----- THE INPUT -----
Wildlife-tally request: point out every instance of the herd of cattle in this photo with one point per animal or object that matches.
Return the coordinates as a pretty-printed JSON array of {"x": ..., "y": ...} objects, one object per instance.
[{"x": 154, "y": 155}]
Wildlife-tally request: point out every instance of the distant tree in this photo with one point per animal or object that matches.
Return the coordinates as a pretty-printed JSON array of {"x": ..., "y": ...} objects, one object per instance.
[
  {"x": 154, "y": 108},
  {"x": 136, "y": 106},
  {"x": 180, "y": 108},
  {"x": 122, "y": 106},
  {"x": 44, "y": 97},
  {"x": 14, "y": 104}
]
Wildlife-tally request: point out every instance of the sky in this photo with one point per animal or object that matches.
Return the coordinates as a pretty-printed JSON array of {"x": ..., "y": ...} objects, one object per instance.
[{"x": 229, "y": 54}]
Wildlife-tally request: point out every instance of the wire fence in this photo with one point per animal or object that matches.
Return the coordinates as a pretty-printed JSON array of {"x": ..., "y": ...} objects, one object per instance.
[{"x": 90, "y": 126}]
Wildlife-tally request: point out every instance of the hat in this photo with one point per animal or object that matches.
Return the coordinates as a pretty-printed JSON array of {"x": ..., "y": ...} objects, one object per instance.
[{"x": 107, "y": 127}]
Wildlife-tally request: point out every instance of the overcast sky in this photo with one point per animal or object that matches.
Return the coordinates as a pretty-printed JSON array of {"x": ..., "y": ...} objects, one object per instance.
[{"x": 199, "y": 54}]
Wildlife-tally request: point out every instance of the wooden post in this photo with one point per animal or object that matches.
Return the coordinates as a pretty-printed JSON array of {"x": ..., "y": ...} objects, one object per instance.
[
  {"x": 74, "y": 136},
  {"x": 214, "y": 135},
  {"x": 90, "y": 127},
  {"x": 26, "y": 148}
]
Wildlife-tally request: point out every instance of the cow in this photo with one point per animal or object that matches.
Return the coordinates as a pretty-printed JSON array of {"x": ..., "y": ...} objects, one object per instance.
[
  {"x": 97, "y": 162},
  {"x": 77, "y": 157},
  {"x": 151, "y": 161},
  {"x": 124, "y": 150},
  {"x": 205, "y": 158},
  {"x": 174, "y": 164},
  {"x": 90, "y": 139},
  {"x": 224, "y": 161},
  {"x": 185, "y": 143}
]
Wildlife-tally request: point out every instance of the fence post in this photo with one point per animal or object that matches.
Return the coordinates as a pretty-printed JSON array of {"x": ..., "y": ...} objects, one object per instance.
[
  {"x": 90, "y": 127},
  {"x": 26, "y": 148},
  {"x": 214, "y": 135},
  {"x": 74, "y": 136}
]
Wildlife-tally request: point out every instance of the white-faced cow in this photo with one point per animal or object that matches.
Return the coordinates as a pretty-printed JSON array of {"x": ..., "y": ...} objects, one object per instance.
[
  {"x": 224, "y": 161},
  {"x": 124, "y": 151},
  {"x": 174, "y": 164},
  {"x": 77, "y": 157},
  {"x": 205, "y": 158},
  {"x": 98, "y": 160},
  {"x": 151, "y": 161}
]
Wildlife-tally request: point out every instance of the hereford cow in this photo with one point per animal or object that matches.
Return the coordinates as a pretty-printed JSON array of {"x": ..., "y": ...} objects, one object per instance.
-----
EXERCISE OBJECTIVE
Your task is to repeat every line exactly.

WRITTEN SOLUTION
Wildlife-tally request: point out every instance of the herd of cattle in this photo with one point per animal or object that matches.
Return the coordinates as a pretty-printed JSON array of {"x": ..., "y": ...} objects, one object per instance.
[{"x": 154, "y": 155}]
Wildlife-tally request: point out every instance of the distant tree in this photo with one point per animal or object that matches.
Return the coordinates as a pretty-printed JSON array of {"x": ..., "y": ...} objects, one object per instance.
[
  {"x": 154, "y": 108},
  {"x": 136, "y": 106},
  {"x": 180, "y": 108},
  {"x": 122, "y": 106},
  {"x": 44, "y": 97},
  {"x": 14, "y": 104}
]
Wildlife-tally request: point out every instance of the sky in this photo with one point per animal or object that matches.
Return the coordinates as a pretty-printed JSON array of {"x": ..., "y": ...} objects, one object per instance.
[{"x": 229, "y": 54}]
Wildlife-tally request: point out every instance of the wire fence in this photo with one point per animal or object that matches.
Return the coordinates as a pretty-printed JSON array of {"x": ..., "y": ...} objects, one object per instance.
[{"x": 90, "y": 126}]
Wildlife-tally request: point out every instance of the hat in this photo with one point per animal or object that matches.
Return the coordinates as a pretty-printed JSON array of {"x": ..., "y": ...} objects, one object per instance.
[{"x": 107, "y": 127}]
Wildlife-tally request: point out every instance of the overcast sky in this photo with one point per animal or object that matches.
Return the coordinates as a pretty-printed JSON array of {"x": ..., "y": ...} objects, one object per instance.
[{"x": 199, "y": 54}]
Wildlife-tally request: point out every instance of the wooden post in this photo with one point per animal or object that matches.
Return the coordinates as a pretty-printed JSON array of {"x": ..., "y": ...} objects, one object per instance.
[
  {"x": 74, "y": 136},
  {"x": 214, "y": 135},
  {"x": 90, "y": 127},
  {"x": 26, "y": 148}
]
Wildlife-tally request: point out every instance of the cow in this photo with one point per animal or object that matches.
Return the coordinates as a pretty-printed JSON array of {"x": ..., "y": ...} objects, one object per instance.
[
  {"x": 97, "y": 162},
  {"x": 77, "y": 157},
  {"x": 151, "y": 161},
  {"x": 124, "y": 150},
  {"x": 205, "y": 158},
  {"x": 174, "y": 164},
  {"x": 90, "y": 139},
  {"x": 224, "y": 161},
  {"x": 185, "y": 143}
]
Wildlife-tally request: point out every instance of the fence post in this photo with one point per animal or object that matches.
Return the coordinates as a pretty-printed JSON array of {"x": ..., "y": ...} objects, one object per instance.
[
  {"x": 90, "y": 127},
  {"x": 26, "y": 148},
  {"x": 214, "y": 135},
  {"x": 74, "y": 136}
]
Wildlife-tally request: point out every instance of the white-faced cow in this photo with one point per animal or object that matches.
Return the coordinates as a pretty-printed JSON array of {"x": ..., "y": ...} objects, one object per instance.
[
  {"x": 224, "y": 161},
  {"x": 124, "y": 151},
  {"x": 174, "y": 164},
  {"x": 77, "y": 157},
  {"x": 205, "y": 158},
  {"x": 98, "y": 160},
  {"x": 151, "y": 161}
]
Wildlife-tally request: point out every instance of the hereford cow in this photo with one point per animal or object that matches.
Return the coordinates as a pretty-printed JSON array of {"x": ..., "y": ...} objects, one object per instance.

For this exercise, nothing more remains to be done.